(SUPPLIED RECORDS)
————————

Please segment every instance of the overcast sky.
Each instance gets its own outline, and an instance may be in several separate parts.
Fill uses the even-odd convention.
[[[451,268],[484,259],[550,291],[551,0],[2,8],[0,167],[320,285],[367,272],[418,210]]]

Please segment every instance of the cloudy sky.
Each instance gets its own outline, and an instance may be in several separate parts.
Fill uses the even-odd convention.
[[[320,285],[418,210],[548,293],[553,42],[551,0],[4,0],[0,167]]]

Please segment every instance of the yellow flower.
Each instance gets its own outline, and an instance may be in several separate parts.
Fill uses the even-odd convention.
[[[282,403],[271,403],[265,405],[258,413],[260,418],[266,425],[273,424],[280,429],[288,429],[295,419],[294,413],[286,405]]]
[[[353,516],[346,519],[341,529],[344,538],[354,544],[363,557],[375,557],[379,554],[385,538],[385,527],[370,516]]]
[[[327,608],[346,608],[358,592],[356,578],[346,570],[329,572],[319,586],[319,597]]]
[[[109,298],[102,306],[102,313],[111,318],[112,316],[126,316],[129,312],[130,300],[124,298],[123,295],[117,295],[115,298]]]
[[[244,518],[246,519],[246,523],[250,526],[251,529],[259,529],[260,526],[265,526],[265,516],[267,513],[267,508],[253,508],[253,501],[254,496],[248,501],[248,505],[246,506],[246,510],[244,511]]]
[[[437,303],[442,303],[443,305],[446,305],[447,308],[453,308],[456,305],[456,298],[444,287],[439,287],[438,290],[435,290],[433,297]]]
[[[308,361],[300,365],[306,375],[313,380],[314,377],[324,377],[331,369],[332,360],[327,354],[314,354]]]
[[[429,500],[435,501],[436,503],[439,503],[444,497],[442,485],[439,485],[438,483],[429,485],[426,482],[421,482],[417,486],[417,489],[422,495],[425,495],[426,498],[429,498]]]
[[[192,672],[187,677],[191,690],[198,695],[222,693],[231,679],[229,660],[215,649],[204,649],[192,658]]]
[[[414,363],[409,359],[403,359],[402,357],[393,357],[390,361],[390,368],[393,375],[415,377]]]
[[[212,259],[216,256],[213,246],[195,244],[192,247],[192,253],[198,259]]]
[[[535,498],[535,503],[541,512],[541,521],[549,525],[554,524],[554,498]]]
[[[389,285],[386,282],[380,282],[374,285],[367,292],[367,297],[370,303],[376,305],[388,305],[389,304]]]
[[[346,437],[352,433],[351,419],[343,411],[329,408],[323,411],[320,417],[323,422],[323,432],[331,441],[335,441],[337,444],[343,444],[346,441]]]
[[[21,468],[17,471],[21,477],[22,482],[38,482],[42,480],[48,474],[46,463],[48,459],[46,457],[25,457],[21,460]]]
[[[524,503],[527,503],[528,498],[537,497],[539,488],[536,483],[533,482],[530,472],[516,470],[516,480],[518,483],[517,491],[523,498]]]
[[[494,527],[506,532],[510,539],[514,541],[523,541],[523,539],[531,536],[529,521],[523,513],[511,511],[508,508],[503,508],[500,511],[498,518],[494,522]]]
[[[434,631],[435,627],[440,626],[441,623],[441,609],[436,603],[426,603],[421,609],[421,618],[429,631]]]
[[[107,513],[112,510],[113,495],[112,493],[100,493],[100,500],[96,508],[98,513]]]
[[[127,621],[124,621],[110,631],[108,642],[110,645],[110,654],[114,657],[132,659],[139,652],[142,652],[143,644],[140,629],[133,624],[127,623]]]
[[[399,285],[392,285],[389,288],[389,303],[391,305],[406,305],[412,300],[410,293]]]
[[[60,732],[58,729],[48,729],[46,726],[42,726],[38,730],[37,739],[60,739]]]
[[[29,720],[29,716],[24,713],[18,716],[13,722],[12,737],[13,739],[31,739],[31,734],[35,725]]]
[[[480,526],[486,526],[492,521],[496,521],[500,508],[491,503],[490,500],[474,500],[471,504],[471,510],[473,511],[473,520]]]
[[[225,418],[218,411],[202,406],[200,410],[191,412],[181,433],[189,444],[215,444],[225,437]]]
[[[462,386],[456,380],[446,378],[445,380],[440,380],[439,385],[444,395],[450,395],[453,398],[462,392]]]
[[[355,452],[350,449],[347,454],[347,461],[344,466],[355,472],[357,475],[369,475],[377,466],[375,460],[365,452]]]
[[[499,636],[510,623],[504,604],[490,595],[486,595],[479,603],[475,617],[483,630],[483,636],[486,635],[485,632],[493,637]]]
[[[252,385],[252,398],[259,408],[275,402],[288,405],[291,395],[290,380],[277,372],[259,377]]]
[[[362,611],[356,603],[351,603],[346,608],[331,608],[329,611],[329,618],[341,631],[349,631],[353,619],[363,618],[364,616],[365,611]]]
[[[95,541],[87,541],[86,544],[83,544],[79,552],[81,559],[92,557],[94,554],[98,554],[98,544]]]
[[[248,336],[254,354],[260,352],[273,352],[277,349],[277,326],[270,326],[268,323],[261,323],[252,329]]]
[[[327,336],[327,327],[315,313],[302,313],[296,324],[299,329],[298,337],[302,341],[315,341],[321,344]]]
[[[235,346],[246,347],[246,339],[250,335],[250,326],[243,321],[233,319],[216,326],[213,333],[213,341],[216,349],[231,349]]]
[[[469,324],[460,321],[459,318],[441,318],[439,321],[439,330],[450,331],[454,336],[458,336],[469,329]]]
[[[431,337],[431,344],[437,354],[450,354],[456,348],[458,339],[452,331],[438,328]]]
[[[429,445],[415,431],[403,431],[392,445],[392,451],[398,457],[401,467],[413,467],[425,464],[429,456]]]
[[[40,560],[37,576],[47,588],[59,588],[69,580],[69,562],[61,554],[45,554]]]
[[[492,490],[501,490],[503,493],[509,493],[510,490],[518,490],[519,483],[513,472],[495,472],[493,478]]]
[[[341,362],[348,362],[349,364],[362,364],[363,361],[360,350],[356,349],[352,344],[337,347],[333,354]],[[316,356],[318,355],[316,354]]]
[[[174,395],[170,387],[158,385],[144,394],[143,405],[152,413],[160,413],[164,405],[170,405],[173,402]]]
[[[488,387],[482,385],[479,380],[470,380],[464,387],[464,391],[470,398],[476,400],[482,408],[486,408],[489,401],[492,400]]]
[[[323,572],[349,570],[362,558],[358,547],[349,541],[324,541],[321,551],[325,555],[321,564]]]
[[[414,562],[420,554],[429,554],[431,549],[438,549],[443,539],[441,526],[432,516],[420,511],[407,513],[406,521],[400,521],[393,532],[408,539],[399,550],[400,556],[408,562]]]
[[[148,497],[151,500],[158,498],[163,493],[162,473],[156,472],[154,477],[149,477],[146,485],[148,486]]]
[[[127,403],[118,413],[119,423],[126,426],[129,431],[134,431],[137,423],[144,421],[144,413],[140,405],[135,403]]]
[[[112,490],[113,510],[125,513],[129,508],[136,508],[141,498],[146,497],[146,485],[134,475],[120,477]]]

————————

(PROBLEM) Lay out every line of the rows above as a numbered list, leaving out the blank lines.

(TASK SOLUTION)
1. Please segment every instance of the overcast sky.
2. Each instance gets its own outline, and an instance may be in several separate parts.
3. Fill uses the even-odd convention.
4. [[[451,268],[484,259],[550,291],[551,0],[2,8],[0,167],[320,285],[367,272],[418,210]]]
5. Please segment every instance of the cloudy sky.
6. Each instance gets its own outline, and an instance may be in several separate parts.
7. Fill uses the even-odd convention.
8. [[[320,285],[418,210],[548,293],[553,42],[551,0],[4,0],[0,167]]]
9. Please segment every instance of the yellow flower.
10. Each instance gets its own outline, and an instance may be in several separate parts.
11. Fill uses the even-odd convention.
12. [[[282,403],[271,403],[265,405],[258,413],[260,418],[266,425],[273,424],[280,429],[288,429],[295,419],[294,413],[286,405]]]
13. [[[353,516],[346,519],[341,529],[344,538],[354,544],[363,557],[375,557],[379,554],[385,538],[385,527],[370,516]]]
14. [[[327,608],[346,608],[358,592],[356,578],[346,570],[329,572],[319,586],[319,597]]]
15. [[[109,298],[102,306],[102,313],[111,318],[112,316],[126,316],[129,312],[130,300],[124,298],[123,295],[117,295],[115,298]]]
16. [[[244,518],[246,519],[246,523],[250,526],[251,529],[259,529],[260,526],[265,526],[265,516],[267,513],[267,508],[253,508],[253,501],[254,496],[248,501],[248,505],[246,506],[246,510],[244,511]]]
17. [[[437,303],[442,303],[443,305],[446,305],[447,308],[453,308],[456,305],[456,298],[444,287],[439,287],[438,290],[435,290],[433,297]]]
18. [[[308,361],[300,365],[306,375],[313,380],[314,377],[324,377],[331,369],[332,360],[327,354],[314,354]]]
19. [[[429,500],[435,501],[436,503],[439,503],[444,497],[442,485],[439,485],[438,483],[429,485],[426,482],[421,482],[417,486],[417,489],[422,495],[425,495],[426,498],[429,498]]]
20. [[[192,672],[187,677],[191,690],[198,695],[222,693],[231,679],[229,660],[215,649],[204,649],[192,658]]]
21. [[[414,363],[409,359],[403,359],[402,357],[393,357],[390,361],[390,368],[393,375],[415,377]]]
22. [[[212,259],[216,256],[213,246],[195,244],[192,247],[192,253],[198,259]]]
23. [[[535,498],[535,503],[541,512],[541,521],[549,525],[554,524],[554,498]]]
24. [[[389,285],[386,282],[380,282],[374,285],[367,292],[367,297],[370,303],[376,305],[388,305],[389,304]]]
25. [[[346,437],[352,433],[351,419],[343,411],[329,408],[323,411],[320,417],[323,422],[323,432],[331,441],[335,441],[337,444],[343,444],[346,441]]]
26. [[[21,468],[17,471],[21,477],[22,482],[38,482],[42,480],[48,474],[46,463],[48,459],[46,457],[25,457],[21,460]]]
27. [[[524,503],[527,503],[528,498],[537,497],[539,488],[536,483],[533,482],[530,472],[516,470],[516,480],[518,483],[517,491],[523,498]]]
28. [[[494,527],[506,532],[510,539],[514,541],[523,541],[523,539],[531,536],[529,521],[523,513],[511,511],[508,508],[503,508],[500,511],[498,518],[494,522]]]
29. [[[434,631],[435,627],[440,626],[441,623],[441,609],[436,603],[426,603],[421,609],[421,618],[429,631]]]
30. [[[107,513],[112,510],[113,495],[112,493],[100,493],[100,500],[96,508],[98,513]]]
31. [[[127,621],[124,621],[110,631],[108,642],[110,645],[110,654],[114,657],[132,659],[139,652],[142,652],[143,644],[140,629],[133,624],[127,623]]]
32. [[[399,285],[392,285],[389,288],[389,303],[391,305],[406,305],[412,300],[410,293]]]
33. [[[60,732],[58,729],[48,729],[46,726],[42,726],[38,730],[37,739],[60,739]]]
34. [[[29,720],[29,716],[24,713],[18,716],[13,722],[12,737],[13,739],[31,739],[31,734],[35,725]]]
35. [[[480,526],[486,526],[492,521],[496,521],[500,508],[491,503],[490,500],[474,500],[471,504],[471,510],[473,511],[473,520]]]
36. [[[225,418],[218,411],[202,406],[200,410],[191,412],[181,433],[189,444],[215,444],[225,437]]]
37. [[[462,386],[456,380],[446,378],[445,380],[440,380],[439,385],[444,395],[450,395],[453,398],[462,392]]]
38. [[[355,452],[350,449],[347,454],[347,461],[344,466],[355,472],[357,475],[369,475],[377,466],[375,460],[365,452]]]
39. [[[499,636],[510,623],[504,604],[490,595],[486,595],[479,603],[475,617],[483,630],[483,636],[486,635],[485,632],[493,637]]]
40. [[[252,385],[252,398],[259,408],[275,402],[288,405],[291,395],[290,380],[277,372],[259,377]]]
41. [[[362,611],[356,603],[351,603],[346,608],[331,608],[329,611],[329,618],[341,631],[349,631],[353,619],[363,618],[364,616],[365,611]]]
42. [[[95,541],[87,541],[86,544],[83,544],[79,552],[81,559],[92,557],[94,554],[98,554],[98,544]]]
43. [[[248,336],[254,354],[260,352],[273,352],[277,349],[277,326],[270,326],[268,323],[261,323],[252,329]]]
44. [[[327,336],[327,327],[315,313],[302,313],[296,324],[299,329],[298,337],[302,341],[315,341],[321,344]]]
45. [[[235,346],[246,347],[246,339],[250,335],[250,326],[243,321],[233,319],[216,326],[213,333],[213,341],[216,349],[231,349]]]
46. [[[469,324],[460,321],[459,318],[441,318],[439,321],[439,330],[450,331],[454,336],[458,336],[469,329]]]
47. [[[431,337],[431,344],[437,354],[450,354],[456,348],[458,339],[452,331],[438,328]]]
48. [[[429,445],[415,431],[403,431],[392,445],[392,451],[398,457],[401,467],[413,467],[425,464],[429,456]]]
49. [[[40,560],[37,576],[47,588],[59,588],[69,580],[69,562],[61,554],[45,554]]]
50. [[[492,490],[501,490],[503,493],[509,493],[510,490],[518,490],[519,483],[513,472],[495,472],[493,478]]]
51. [[[341,362],[348,362],[349,364],[362,364],[363,361],[360,350],[356,349],[352,344],[337,347],[333,354]],[[316,356],[318,355],[316,354]]]
52. [[[174,395],[170,387],[158,385],[144,394],[143,405],[152,413],[160,413],[164,405],[170,405],[173,402]]]
53. [[[488,387],[482,385],[479,380],[470,380],[464,387],[464,391],[470,398],[476,400],[482,408],[486,408],[489,401],[492,400]]]
54. [[[323,572],[349,570],[362,558],[358,547],[349,541],[324,541],[321,551],[325,555],[321,564]]]
55. [[[414,562],[420,554],[429,554],[431,549],[438,549],[443,539],[441,526],[432,516],[420,511],[407,513],[406,521],[400,521],[393,532],[408,539],[399,550],[400,556],[408,562]]]
56. [[[148,497],[151,500],[158,498],[163,493],[162,473],[156,472],[154,477],[149,477],[146,485],[148,486]]]
57. [[[127,403],[118,413],[119,423],[126,426],[129,431],[134,431],[137,423],[144,421],[144,413],[140,405],[135,403]]]
58. [[[112,490],[113,510],[125,513],[129,508],[136,508],[141,498],[146,497],[146,485],[134,475],[120,477]]]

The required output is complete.